• _Task description_: Check every line of the entries below for the word "background", and copy the ones that have it.

----- Given records -----

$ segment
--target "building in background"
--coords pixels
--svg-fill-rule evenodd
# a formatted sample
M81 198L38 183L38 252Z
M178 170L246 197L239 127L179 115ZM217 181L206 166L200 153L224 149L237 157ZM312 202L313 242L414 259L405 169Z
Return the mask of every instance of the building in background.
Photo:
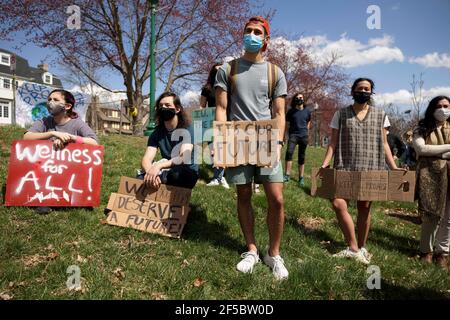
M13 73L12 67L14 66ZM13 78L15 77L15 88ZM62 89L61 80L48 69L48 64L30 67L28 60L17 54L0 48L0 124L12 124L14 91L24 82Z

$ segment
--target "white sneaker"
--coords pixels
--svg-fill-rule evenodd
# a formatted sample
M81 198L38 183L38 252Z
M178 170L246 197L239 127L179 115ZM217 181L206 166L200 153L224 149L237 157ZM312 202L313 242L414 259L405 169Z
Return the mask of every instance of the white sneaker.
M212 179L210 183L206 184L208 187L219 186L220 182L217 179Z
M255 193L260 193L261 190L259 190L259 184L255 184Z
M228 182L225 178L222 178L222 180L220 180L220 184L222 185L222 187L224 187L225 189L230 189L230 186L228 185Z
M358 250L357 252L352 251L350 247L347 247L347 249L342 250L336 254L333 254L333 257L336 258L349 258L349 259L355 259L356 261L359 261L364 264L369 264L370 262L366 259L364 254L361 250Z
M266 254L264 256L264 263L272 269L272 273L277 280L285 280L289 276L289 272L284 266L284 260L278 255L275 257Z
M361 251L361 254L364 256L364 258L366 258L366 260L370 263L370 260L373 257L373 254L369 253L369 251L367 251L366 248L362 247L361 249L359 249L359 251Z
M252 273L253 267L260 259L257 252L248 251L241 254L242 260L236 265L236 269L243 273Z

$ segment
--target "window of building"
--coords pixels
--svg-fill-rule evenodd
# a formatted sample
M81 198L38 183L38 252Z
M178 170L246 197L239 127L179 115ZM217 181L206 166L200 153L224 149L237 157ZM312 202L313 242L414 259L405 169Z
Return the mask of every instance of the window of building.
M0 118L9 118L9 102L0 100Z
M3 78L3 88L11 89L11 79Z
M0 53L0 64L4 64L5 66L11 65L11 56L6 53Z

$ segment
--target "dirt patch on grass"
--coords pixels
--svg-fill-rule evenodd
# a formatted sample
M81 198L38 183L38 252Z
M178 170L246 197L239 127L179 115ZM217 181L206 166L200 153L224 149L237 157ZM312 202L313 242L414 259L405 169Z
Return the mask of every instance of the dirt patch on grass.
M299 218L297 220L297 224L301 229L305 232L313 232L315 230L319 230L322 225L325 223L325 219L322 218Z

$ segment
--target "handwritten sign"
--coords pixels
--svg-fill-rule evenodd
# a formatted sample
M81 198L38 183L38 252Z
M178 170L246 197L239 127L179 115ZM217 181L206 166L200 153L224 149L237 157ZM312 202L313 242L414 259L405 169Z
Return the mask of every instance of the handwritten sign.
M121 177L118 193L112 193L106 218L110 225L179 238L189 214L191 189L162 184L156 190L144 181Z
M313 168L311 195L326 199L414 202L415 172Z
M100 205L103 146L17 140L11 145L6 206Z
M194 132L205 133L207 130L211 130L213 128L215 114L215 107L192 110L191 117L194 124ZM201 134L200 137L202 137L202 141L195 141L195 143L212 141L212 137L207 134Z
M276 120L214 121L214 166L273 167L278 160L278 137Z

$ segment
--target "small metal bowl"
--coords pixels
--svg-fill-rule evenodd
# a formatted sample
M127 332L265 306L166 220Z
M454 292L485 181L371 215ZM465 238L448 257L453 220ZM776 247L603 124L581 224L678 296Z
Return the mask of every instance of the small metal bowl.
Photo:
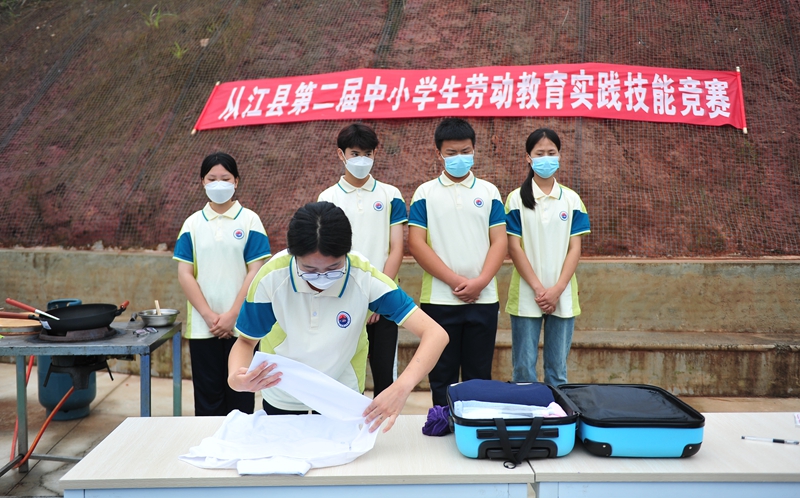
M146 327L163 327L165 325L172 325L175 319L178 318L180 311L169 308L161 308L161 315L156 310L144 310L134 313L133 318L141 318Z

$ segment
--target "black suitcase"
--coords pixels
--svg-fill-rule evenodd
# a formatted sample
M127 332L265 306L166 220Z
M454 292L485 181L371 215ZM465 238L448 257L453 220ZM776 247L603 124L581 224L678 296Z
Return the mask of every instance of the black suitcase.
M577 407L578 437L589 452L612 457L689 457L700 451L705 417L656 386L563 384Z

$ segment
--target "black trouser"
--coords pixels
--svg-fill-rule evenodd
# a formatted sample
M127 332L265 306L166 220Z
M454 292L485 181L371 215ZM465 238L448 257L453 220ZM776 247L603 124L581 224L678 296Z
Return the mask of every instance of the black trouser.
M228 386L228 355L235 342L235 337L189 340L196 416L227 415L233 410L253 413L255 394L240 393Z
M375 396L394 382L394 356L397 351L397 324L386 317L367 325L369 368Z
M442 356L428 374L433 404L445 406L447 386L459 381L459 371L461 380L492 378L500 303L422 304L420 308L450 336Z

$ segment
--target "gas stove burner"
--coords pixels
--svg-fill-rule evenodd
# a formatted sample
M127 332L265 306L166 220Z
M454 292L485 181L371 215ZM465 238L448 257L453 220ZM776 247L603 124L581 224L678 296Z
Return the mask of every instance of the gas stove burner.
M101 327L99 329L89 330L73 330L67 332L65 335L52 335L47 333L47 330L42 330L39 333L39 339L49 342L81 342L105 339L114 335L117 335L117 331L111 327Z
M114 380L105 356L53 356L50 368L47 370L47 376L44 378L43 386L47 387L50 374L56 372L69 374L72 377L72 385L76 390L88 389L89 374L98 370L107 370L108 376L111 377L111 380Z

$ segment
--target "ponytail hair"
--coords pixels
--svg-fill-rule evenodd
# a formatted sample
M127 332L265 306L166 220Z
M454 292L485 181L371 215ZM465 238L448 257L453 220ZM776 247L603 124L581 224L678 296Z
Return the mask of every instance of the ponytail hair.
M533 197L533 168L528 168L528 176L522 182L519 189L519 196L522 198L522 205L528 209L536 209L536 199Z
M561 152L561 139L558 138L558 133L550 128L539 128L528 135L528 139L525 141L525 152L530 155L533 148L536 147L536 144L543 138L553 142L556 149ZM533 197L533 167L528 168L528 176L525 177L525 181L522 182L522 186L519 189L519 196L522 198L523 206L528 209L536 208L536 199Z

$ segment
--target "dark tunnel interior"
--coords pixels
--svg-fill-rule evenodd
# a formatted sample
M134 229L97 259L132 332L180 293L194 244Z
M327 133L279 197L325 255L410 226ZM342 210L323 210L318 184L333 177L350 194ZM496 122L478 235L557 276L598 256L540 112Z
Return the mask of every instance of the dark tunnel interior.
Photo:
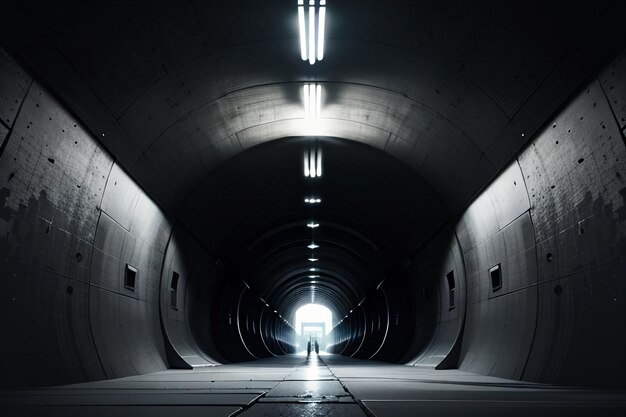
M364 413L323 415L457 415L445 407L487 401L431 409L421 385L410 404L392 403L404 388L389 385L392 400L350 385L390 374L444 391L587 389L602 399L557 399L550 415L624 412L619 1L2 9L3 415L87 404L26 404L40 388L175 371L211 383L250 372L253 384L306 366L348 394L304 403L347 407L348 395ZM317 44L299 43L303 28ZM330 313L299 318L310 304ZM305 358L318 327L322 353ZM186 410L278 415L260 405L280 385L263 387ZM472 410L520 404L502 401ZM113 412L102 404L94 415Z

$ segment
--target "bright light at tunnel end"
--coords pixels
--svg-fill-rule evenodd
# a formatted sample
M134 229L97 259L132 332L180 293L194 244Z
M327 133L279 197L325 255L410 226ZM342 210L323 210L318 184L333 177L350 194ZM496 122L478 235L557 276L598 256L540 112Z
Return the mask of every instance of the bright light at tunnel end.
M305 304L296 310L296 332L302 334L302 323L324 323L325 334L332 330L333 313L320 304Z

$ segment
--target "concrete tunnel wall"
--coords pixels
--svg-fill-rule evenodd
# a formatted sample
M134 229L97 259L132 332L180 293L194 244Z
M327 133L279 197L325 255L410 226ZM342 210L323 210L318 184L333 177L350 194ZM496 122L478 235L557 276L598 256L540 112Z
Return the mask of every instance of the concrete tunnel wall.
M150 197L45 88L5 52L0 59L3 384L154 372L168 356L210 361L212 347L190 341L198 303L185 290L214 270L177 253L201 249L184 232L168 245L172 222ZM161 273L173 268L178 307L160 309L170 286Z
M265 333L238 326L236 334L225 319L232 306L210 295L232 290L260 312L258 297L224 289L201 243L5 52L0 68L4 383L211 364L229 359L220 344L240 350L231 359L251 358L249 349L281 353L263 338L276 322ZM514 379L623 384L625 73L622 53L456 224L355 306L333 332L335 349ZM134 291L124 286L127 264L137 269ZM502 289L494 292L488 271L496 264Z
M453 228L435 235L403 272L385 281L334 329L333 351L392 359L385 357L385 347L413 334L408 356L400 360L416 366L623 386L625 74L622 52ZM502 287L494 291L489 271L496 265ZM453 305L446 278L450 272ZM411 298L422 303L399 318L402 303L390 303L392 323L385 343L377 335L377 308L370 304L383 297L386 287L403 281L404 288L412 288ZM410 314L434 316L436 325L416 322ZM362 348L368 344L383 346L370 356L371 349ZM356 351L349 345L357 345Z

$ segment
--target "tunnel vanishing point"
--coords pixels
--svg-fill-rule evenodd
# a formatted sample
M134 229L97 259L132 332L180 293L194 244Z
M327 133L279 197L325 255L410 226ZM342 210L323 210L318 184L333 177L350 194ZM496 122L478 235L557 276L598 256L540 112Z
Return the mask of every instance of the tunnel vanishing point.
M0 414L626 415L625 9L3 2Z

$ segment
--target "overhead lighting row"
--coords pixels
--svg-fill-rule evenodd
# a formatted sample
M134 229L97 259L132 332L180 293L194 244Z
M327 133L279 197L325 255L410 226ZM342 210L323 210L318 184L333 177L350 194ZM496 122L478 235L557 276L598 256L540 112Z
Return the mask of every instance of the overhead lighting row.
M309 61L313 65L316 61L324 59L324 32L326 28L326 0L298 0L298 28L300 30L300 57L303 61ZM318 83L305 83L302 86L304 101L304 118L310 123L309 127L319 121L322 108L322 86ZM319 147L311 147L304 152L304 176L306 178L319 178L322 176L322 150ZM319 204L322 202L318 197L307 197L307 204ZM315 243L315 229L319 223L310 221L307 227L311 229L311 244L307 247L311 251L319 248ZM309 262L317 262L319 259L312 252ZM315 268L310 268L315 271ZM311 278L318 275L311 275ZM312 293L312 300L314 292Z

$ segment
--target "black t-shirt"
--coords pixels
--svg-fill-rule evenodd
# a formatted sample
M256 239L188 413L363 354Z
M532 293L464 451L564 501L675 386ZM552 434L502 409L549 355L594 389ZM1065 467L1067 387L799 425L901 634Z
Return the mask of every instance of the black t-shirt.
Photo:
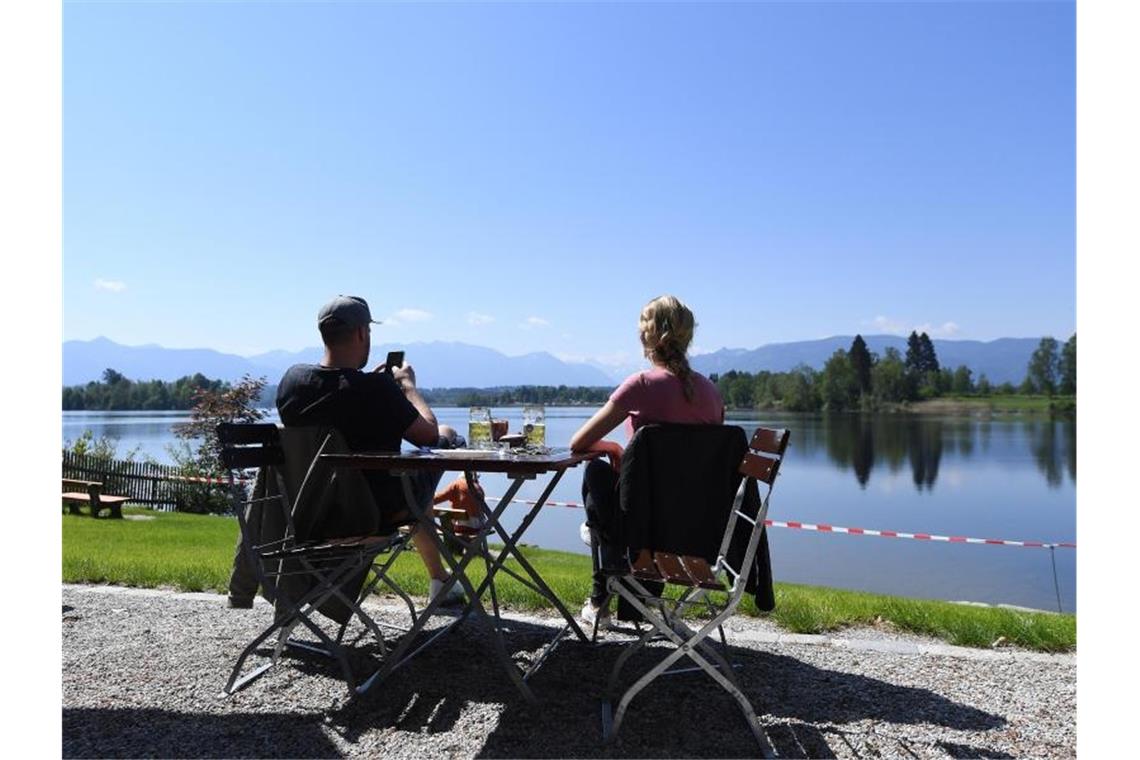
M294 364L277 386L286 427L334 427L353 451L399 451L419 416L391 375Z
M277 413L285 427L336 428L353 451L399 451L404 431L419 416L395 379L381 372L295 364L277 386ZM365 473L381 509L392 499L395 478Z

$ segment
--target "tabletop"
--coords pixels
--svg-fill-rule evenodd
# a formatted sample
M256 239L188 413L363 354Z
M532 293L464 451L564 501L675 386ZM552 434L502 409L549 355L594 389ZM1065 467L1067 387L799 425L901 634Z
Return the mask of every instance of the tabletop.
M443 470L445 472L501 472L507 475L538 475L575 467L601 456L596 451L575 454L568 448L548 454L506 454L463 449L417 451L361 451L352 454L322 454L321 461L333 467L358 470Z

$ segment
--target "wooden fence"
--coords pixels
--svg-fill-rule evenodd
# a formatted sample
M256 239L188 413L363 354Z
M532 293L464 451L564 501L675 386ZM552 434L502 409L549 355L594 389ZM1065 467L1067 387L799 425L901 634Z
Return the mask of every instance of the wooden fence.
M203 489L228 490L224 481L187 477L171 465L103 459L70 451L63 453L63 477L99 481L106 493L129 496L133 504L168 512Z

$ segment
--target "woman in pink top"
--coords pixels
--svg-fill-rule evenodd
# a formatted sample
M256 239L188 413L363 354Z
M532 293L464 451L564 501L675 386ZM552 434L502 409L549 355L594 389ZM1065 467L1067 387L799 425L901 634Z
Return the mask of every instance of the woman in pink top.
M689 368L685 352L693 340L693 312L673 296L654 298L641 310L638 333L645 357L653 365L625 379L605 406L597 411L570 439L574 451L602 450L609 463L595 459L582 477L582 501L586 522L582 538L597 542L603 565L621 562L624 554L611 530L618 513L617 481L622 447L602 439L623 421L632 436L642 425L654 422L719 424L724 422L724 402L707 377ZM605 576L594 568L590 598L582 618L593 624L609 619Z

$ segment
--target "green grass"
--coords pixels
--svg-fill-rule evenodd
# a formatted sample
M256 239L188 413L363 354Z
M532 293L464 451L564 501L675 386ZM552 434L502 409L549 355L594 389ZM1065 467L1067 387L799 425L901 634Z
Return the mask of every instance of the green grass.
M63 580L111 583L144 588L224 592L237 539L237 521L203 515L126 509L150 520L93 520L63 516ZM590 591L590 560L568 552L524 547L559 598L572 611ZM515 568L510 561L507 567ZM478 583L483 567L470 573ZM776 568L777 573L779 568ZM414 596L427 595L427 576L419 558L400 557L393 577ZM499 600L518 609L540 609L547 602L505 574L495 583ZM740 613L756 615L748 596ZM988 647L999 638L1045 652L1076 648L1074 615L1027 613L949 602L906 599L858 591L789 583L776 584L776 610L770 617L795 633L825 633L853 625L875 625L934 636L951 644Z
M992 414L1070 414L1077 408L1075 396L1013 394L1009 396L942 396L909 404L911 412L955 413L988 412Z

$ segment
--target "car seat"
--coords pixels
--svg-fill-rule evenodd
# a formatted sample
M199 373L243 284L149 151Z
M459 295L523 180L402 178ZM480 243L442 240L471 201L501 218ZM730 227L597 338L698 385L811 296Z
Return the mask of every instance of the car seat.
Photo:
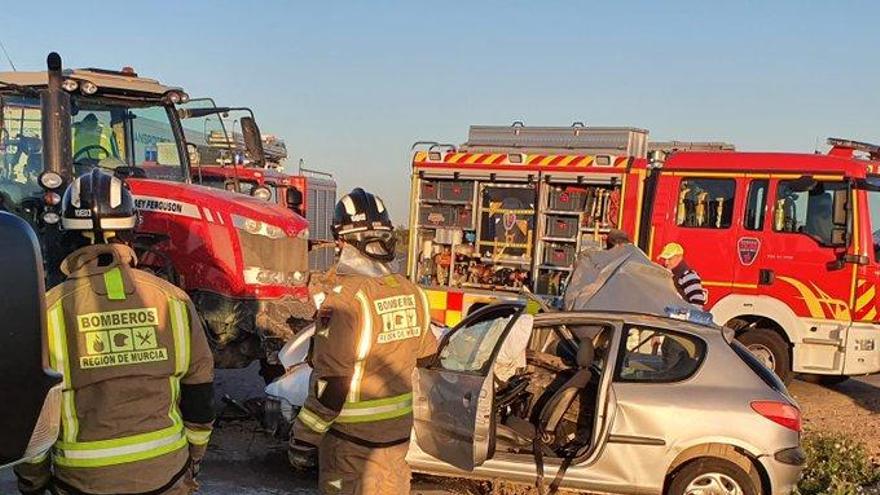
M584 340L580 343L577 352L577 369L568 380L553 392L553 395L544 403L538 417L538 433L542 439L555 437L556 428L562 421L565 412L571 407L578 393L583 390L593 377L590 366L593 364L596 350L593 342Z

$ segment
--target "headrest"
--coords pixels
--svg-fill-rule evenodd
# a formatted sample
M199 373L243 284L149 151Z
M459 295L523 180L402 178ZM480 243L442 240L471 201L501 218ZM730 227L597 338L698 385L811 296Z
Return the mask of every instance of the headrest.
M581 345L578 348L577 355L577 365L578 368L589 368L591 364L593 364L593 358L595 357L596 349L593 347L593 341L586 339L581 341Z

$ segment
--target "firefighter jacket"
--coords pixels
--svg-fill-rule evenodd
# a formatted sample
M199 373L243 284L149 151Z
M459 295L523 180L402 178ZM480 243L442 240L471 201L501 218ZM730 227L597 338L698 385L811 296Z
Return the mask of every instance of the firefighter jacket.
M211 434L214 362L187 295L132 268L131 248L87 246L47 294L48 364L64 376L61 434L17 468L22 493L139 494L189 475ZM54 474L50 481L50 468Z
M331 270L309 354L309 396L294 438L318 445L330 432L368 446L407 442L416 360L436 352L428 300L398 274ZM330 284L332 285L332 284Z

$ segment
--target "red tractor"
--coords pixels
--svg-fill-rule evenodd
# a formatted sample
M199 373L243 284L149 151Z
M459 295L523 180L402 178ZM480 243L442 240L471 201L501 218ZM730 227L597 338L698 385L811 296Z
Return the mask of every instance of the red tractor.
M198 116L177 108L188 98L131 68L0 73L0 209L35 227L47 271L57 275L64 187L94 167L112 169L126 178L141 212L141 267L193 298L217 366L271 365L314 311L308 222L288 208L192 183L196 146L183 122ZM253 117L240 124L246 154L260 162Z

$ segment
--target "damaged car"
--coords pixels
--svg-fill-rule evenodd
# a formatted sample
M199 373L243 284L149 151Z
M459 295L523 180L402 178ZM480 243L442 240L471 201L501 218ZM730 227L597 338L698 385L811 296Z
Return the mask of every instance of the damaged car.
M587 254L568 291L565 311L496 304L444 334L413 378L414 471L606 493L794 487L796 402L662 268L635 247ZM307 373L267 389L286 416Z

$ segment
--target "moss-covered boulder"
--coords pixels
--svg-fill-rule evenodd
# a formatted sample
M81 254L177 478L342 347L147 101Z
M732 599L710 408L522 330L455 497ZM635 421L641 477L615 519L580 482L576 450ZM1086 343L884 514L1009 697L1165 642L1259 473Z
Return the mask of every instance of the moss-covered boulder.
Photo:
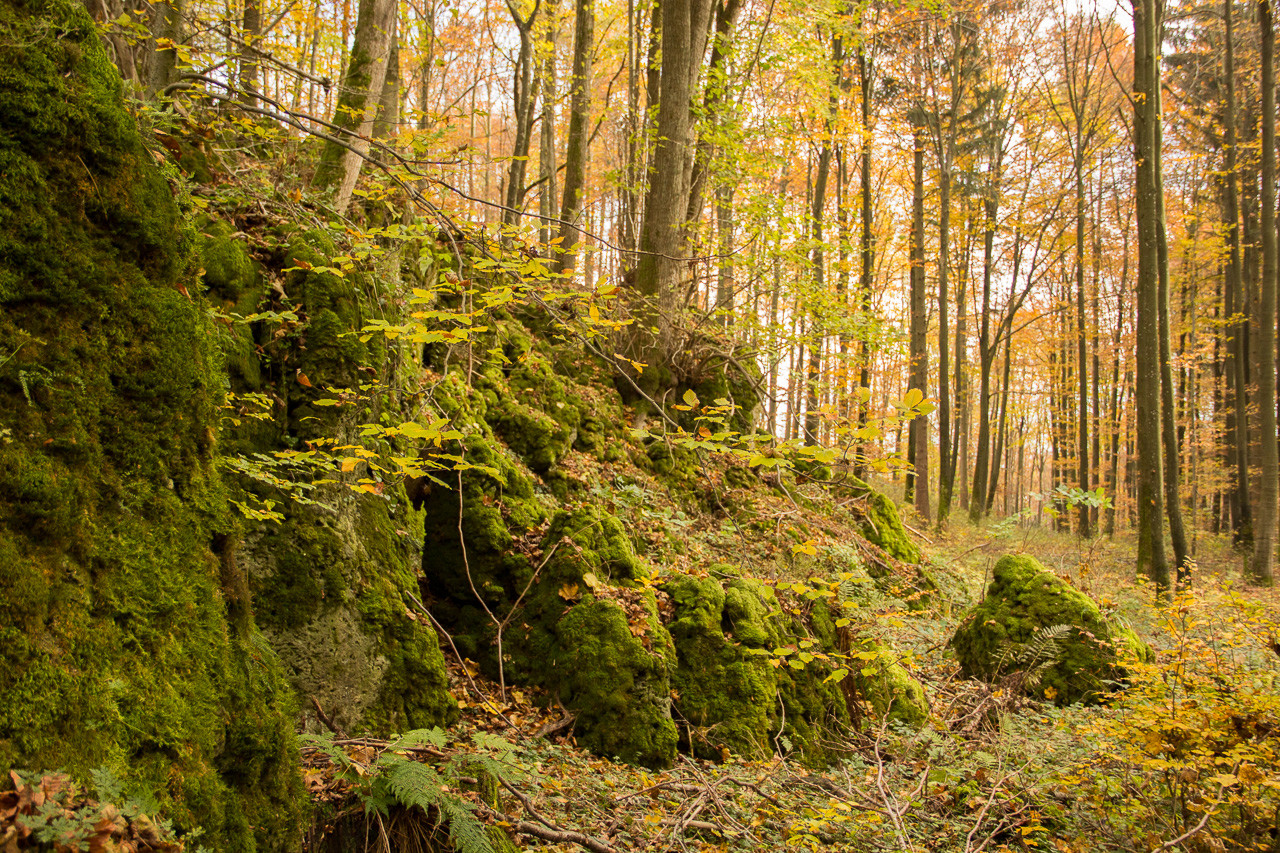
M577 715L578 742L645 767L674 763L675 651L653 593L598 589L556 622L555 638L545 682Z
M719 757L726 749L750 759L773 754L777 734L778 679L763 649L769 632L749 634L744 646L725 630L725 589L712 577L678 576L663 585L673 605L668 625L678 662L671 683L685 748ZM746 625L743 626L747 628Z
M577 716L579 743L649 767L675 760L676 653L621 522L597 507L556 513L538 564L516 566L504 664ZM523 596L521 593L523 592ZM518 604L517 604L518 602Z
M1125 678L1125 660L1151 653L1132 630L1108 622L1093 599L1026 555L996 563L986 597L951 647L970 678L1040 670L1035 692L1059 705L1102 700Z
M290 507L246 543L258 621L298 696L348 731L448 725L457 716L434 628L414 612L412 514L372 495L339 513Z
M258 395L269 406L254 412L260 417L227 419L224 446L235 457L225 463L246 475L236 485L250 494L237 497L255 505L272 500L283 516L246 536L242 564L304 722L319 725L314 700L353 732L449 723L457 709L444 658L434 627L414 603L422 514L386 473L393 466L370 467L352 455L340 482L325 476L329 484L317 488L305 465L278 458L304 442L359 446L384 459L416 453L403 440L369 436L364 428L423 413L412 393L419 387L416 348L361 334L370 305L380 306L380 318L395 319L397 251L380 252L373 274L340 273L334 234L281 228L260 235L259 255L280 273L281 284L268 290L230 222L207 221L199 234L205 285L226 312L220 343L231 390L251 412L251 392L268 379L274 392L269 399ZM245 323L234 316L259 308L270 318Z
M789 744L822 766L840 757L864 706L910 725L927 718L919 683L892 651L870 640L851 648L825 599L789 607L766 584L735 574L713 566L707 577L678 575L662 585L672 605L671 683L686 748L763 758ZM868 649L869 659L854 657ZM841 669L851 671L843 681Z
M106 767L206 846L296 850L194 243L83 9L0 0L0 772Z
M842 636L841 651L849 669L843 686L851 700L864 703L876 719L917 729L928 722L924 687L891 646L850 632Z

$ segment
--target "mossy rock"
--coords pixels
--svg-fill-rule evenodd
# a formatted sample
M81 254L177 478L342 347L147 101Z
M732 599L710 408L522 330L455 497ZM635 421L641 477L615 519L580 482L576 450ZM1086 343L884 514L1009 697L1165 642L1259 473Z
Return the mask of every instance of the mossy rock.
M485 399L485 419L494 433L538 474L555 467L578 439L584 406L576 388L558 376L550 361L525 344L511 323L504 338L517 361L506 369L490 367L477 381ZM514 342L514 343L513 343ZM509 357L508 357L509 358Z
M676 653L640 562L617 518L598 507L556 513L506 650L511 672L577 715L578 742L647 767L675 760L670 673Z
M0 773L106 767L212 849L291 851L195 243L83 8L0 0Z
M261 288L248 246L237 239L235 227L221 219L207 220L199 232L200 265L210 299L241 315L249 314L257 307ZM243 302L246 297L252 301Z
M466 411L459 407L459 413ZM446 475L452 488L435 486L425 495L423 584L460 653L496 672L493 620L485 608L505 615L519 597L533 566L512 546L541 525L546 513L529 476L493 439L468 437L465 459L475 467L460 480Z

-----

• _Solution for this task_:
--target "building in background"
Return the mask of every instance of the building in background.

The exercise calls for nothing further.